**About this task**
In the data that follows, find the line with "FIND: wall-mounted heater"; transcribe it, every later line up to the one with "FIND: dirty truck body", and that line as well, exactly and with no others.

[Data items]
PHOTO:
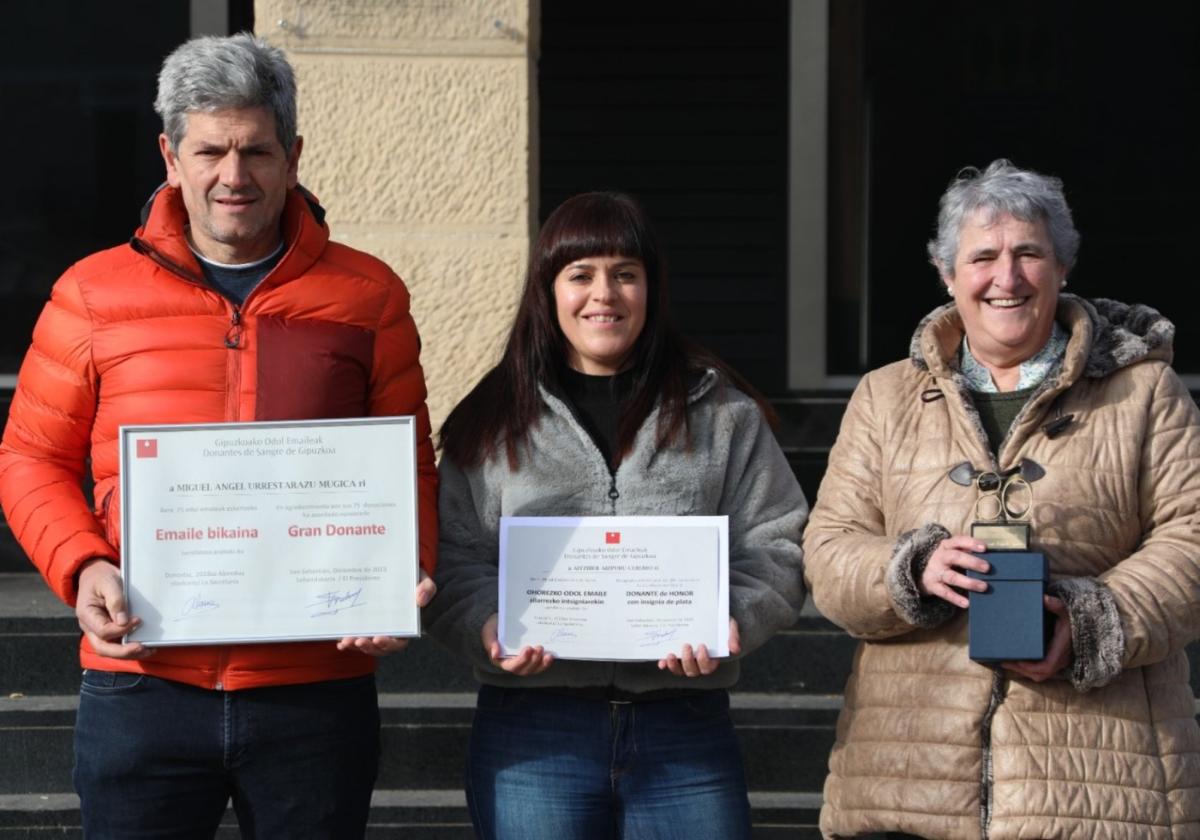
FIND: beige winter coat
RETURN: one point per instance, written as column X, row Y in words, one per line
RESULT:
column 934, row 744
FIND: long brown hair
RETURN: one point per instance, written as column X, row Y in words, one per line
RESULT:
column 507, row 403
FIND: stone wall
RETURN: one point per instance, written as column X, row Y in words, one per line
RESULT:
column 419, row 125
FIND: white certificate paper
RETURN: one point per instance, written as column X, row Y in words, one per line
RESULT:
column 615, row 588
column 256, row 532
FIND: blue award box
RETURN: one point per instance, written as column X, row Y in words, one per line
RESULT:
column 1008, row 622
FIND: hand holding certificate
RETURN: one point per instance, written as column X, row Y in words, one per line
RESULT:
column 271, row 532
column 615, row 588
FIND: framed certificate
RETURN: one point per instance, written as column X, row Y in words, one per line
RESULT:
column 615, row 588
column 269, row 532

---

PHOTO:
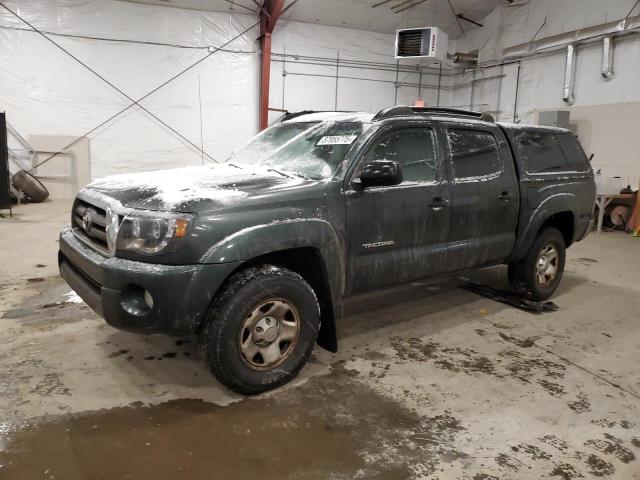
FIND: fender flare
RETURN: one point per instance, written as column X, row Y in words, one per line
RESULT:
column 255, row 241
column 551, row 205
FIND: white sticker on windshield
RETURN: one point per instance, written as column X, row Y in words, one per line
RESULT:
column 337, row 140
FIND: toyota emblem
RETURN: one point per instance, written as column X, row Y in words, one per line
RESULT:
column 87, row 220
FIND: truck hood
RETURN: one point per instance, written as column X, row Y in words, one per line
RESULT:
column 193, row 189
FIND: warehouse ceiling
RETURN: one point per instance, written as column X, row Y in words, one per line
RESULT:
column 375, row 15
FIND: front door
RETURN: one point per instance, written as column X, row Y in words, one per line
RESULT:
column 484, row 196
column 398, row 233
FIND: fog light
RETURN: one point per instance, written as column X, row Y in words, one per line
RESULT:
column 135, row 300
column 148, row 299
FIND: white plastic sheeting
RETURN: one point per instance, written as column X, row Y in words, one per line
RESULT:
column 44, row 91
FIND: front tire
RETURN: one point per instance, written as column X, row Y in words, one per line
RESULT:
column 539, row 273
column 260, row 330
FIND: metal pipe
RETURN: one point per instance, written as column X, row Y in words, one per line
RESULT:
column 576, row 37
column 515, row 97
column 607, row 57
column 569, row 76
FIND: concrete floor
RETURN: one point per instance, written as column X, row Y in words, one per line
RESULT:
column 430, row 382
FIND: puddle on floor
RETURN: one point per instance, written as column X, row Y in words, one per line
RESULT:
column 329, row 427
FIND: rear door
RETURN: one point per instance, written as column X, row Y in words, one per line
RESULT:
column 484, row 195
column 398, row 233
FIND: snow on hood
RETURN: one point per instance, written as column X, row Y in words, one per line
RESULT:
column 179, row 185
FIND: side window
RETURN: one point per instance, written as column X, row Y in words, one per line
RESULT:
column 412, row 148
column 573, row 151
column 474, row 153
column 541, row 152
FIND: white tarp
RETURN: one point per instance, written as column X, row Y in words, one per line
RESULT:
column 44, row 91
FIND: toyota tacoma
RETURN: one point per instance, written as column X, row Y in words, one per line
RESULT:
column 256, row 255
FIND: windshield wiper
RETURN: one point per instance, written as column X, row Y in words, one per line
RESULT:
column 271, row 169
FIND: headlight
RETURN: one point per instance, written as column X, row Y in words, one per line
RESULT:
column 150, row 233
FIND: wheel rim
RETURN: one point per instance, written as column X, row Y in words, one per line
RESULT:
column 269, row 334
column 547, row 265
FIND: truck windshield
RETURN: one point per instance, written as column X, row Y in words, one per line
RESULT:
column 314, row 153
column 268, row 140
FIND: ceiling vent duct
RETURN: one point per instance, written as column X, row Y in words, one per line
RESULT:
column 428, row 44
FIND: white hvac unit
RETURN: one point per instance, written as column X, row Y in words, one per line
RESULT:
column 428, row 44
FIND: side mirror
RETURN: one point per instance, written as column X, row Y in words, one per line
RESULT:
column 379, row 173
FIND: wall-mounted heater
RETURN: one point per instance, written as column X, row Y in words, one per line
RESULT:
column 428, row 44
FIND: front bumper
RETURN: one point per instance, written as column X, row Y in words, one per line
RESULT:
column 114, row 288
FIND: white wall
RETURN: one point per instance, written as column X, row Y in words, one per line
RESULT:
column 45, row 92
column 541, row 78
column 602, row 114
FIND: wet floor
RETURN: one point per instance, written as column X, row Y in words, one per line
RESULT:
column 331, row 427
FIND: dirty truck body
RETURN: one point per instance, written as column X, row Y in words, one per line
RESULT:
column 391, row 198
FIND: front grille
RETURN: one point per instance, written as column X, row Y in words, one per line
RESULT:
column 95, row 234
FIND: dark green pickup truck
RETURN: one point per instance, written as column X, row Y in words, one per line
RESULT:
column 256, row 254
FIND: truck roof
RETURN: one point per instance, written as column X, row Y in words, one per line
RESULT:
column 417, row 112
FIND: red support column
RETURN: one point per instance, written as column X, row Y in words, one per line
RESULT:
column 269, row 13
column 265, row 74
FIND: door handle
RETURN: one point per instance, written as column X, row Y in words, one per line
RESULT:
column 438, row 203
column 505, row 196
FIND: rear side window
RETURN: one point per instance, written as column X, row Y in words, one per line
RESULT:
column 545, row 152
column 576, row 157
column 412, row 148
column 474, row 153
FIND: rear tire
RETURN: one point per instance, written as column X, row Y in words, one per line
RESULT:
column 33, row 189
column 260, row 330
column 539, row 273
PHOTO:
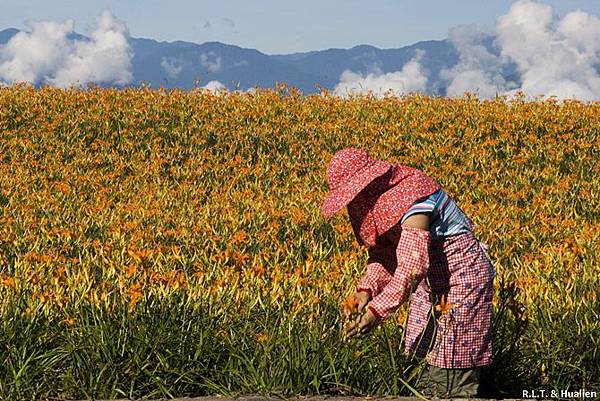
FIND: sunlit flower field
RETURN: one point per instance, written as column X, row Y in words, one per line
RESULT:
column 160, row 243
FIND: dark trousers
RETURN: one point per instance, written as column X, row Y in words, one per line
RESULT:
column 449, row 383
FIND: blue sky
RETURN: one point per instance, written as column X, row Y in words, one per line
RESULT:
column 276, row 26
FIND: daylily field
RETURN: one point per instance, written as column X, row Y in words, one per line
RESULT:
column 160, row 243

**Reply to the task**
FIND: wall-mounted heater
RETURN: one point per instance, written as column X, row Y in words, one per line
RESULT:
column 428, row 44
FIND: front bumper
RETURN: one point per instance, written as column X, row Y in words, one per line
RESULT:
column 114, row 288
FIND: white wall
RETURN: one point per instance, written as column X, row Y in words, one per line
RESULT:
column 45, row 92
column 541, row 78
column 602, row 114
FIND: wet floor
RETURN: one point per instance, written as column X, row Y in words, one per line
RESULT:
column 331, row 427
FIND: dirty truck body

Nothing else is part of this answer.